DOCUMENT SEGMENT:

◇ ◇ ◇

Generally, you'd model 1 side of the relationship (eg., Customer.Orders or Order.Customer) for traversal. The other can be fetched from the appropriate Repository (eg., CustomerRepository.GetCustomerFor(Order) or OrderRepository.GetOrdersFor(Customer)).
Wouldn't that mean that the OrderRepository would have to know something about how to create a Customer? Wouldn't that be beyond what OrderRepository should be responsible for...
The OrderRepository would know how to use an ICustomerRepository.FindById(int). You can inject the ICustomerRepository. Some may be uncomfortable with that, and choose to put it into a service layer - but I think that's overkill. There's no particular reason repositories can't know about and use each other.
I'm confused because returning a Customer directly seems like it would make writing code against the model easier, and is not much harder to setup if I am using an ORM like NHibernate. Yet I'm fairly certain this would be violating the boundaries between aggregate roots/repositories.
Aggregate roots are allowed to hold references to other aggregate roots. In fact, anything is allowed to hold a reference to an aggregate root. An aggregate root cannot hold a reference to a non-aggregate root entity that doesn't belong to it, though.
Eg., Customer cannot hold a reference to OrderLines - since OrderLines properly belongs as an entity on the Order aggregate root.
Second, where and how should a cascade on delete relationship be enforced for two aggregate roots?
If (and I stress if, because it's a peculiar requirement) that's actually a use case, it's an indication that Customer should be your sole aggregate root. In most real-world systems, however, we wouldn't actually delete a Customer that has associated Orders - we may deactivate them, move their Orders to a merged Customer, etc. - but not out and out delete the Orders.
That being said, while I don't think it's pure-DDD, most folks will allow some leniency in following a unit of work pattern where you delete the Orders and then the Customer (which would fail if Orders still existed). You could even have the CustomerRepository do the work, if you like (though I'd prefer to make it more explicit myself). It's also acceptable to allow the orphaned Orders to be cleaned up later (or not). The use case makes all the difference here.
Should I instead have a CustomerManagment service which handles deleting Customers and their associated Orders which would references both a IOrderRepository and ICustomerRepository? In that case how can I be sure that people know to use the Service and not the repository to delete Customers. Is that just down to educating them on how to use the model correctly?

◇ ◇ ◇

DATA EXTRACT:

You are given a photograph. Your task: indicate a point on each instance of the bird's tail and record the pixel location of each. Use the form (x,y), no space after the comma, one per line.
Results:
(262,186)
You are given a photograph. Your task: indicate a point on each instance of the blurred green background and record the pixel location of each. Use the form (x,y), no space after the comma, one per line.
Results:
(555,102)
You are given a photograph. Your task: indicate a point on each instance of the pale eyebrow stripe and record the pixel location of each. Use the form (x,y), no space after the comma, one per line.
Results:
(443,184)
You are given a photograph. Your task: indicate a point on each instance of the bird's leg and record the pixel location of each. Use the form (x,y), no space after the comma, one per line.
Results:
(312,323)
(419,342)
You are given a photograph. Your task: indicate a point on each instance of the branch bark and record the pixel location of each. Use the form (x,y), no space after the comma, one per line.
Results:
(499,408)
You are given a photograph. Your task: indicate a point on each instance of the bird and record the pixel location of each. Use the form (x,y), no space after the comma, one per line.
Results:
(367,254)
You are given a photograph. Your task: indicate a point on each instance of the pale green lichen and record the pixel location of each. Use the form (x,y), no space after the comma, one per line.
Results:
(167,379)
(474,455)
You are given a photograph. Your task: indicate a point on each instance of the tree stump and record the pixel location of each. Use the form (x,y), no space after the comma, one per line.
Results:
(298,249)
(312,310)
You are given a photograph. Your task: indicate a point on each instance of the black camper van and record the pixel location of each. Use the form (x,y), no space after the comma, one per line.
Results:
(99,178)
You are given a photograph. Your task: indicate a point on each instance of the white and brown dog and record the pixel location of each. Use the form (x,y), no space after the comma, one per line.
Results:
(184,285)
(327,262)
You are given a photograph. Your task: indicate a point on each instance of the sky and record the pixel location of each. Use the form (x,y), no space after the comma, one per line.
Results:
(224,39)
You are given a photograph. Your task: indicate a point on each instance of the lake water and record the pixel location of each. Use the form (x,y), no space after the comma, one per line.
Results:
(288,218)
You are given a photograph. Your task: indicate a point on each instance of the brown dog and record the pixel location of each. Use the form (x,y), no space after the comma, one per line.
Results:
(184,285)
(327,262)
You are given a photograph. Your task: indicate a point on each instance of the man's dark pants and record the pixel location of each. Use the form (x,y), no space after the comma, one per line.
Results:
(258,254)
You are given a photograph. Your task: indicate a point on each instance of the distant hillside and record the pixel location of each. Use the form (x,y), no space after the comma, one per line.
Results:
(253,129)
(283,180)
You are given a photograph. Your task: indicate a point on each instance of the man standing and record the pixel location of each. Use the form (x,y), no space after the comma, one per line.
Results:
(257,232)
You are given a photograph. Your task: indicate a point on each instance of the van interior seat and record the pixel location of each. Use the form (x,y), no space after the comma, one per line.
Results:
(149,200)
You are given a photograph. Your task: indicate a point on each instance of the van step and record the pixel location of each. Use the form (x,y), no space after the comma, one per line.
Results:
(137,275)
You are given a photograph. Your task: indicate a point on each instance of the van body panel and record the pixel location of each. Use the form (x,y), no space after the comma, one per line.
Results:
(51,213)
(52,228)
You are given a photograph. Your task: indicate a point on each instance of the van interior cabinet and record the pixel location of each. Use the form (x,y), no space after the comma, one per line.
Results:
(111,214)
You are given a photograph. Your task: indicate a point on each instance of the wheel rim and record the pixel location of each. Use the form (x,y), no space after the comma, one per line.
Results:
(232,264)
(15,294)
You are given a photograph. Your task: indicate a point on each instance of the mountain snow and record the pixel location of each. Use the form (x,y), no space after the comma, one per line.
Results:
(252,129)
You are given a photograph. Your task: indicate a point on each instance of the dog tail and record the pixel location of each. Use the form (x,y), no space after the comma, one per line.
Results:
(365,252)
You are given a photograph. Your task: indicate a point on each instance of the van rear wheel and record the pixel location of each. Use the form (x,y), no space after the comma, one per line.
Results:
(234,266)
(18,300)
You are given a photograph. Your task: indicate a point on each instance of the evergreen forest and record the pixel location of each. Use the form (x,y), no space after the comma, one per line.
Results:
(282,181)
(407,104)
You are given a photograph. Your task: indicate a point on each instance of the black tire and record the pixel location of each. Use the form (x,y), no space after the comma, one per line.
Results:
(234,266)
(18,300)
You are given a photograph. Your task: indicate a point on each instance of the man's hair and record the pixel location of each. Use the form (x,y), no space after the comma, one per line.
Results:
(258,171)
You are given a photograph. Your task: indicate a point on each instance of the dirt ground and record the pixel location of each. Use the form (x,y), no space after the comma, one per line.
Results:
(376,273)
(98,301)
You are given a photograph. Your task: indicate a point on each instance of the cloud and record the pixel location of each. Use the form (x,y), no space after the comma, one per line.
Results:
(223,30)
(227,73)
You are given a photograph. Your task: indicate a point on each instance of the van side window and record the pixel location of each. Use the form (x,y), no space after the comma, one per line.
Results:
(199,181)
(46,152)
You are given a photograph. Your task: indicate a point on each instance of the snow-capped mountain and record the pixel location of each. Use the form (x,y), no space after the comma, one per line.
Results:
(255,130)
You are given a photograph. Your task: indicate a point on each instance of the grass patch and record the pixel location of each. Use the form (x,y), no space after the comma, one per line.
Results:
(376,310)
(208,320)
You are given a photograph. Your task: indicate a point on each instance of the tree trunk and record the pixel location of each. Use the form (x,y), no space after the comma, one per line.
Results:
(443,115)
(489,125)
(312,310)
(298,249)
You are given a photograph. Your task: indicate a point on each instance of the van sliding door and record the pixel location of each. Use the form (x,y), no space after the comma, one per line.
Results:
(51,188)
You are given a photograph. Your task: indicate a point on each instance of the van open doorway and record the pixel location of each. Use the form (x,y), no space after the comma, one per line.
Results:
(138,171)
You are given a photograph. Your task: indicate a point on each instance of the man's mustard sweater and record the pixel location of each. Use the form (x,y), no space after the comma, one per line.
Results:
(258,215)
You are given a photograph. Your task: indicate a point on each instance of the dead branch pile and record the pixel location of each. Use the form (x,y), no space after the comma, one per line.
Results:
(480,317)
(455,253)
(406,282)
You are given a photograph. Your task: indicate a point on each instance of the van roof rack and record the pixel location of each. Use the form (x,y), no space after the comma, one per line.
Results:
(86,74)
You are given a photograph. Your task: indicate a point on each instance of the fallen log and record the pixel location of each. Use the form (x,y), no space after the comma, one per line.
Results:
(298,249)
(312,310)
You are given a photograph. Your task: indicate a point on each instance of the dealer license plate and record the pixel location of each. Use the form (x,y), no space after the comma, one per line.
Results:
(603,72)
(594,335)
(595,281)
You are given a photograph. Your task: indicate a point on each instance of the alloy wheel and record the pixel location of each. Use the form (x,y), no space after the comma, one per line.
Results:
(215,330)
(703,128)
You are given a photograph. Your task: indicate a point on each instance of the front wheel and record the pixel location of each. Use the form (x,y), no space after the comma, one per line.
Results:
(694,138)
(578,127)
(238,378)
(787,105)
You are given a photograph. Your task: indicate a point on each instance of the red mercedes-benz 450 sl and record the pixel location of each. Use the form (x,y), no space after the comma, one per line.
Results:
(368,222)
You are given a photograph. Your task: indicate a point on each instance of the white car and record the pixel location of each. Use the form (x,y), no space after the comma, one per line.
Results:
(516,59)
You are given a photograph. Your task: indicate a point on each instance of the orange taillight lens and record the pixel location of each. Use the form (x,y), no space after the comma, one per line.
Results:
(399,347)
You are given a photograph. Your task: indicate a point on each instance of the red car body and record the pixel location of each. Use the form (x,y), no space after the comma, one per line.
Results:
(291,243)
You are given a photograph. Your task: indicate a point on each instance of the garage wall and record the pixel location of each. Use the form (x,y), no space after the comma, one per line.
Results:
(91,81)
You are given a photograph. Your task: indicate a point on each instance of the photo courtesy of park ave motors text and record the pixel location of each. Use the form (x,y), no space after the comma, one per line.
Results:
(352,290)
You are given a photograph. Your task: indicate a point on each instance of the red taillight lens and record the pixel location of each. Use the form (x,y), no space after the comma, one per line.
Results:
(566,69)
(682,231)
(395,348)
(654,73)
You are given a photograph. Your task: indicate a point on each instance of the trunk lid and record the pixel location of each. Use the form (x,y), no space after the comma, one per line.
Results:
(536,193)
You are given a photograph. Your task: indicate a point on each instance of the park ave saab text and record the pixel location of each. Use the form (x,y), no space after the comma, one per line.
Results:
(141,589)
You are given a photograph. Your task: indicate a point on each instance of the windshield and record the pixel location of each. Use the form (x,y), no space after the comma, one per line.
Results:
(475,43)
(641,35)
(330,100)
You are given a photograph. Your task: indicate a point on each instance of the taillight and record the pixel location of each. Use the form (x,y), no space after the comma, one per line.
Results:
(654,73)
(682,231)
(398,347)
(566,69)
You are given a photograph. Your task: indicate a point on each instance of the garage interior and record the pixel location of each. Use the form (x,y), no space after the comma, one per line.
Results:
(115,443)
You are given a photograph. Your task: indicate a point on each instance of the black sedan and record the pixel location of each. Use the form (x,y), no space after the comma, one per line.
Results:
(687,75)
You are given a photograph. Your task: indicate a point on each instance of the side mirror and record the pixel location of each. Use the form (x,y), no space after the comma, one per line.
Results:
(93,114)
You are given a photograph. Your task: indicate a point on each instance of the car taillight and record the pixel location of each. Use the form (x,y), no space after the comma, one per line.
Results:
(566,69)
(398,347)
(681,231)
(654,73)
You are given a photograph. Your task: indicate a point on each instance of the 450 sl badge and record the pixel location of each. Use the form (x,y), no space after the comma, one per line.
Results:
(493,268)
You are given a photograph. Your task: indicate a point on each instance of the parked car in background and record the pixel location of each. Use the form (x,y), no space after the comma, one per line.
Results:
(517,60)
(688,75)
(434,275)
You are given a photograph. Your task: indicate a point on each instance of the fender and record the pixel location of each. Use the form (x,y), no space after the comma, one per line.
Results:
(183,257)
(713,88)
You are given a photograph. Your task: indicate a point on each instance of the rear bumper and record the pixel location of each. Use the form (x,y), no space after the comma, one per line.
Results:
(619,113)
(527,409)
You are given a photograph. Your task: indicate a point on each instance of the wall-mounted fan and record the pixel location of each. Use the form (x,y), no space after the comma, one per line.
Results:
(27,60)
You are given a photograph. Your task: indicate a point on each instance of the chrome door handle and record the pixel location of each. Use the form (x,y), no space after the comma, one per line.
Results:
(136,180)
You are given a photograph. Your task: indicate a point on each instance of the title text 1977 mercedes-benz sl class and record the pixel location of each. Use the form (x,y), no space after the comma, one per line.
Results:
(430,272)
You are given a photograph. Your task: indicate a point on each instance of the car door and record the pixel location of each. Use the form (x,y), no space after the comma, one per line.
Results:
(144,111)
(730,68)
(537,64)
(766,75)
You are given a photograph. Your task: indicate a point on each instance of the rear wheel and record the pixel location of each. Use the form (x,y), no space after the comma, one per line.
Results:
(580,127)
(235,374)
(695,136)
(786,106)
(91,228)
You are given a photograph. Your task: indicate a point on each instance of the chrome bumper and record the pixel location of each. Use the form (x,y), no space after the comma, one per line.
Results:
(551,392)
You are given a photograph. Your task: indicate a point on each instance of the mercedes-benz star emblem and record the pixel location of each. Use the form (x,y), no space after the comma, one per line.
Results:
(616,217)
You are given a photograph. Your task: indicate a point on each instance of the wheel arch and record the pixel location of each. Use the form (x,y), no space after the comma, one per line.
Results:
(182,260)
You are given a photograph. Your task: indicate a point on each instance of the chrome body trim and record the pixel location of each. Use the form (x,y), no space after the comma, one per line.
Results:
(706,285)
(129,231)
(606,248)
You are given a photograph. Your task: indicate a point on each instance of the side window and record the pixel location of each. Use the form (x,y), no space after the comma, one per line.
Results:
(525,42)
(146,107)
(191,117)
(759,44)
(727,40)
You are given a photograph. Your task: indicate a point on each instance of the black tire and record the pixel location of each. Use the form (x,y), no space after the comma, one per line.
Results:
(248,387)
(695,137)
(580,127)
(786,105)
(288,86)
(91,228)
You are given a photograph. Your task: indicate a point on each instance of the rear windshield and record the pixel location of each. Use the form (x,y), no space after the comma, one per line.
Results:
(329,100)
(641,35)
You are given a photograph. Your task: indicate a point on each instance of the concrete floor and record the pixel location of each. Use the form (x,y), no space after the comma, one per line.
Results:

◇ ◇ ◇

PROBLEM DETAILS: In the aggregate-root thread above, condense the paragraph starting "That being said, while I don't think it's pure-DDD" into a short bulleted list that keeps its main points.

WORKED ANSWER:
- Though not pure DDD, most people accept a unit of work that deletes the Orders first and then the Customer. That deletion fails if Orders still exist.
- The CustomerRepository could do this work, though the writer would rather make it more explicit.
- Letting orphaned Orders be cleaned up later, or not at all, is also acceptable.
- The use case decides which approach fits.